• Problem description
Quote the listing below in full and exactly as written, but omit every picture.
----- Provided material -----
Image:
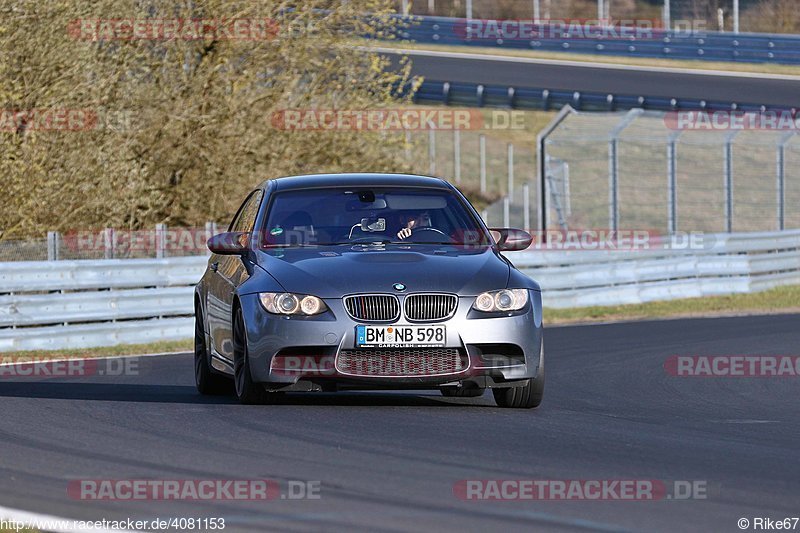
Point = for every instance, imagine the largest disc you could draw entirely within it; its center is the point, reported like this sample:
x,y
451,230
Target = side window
x,y
245,219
-----
• Your response
Image:
Point = for every instance, imagine the largest disc you could draw entirely within it; its center is the point, reported like this sample:
x,y
451,230
Target = side window
x,y
245,219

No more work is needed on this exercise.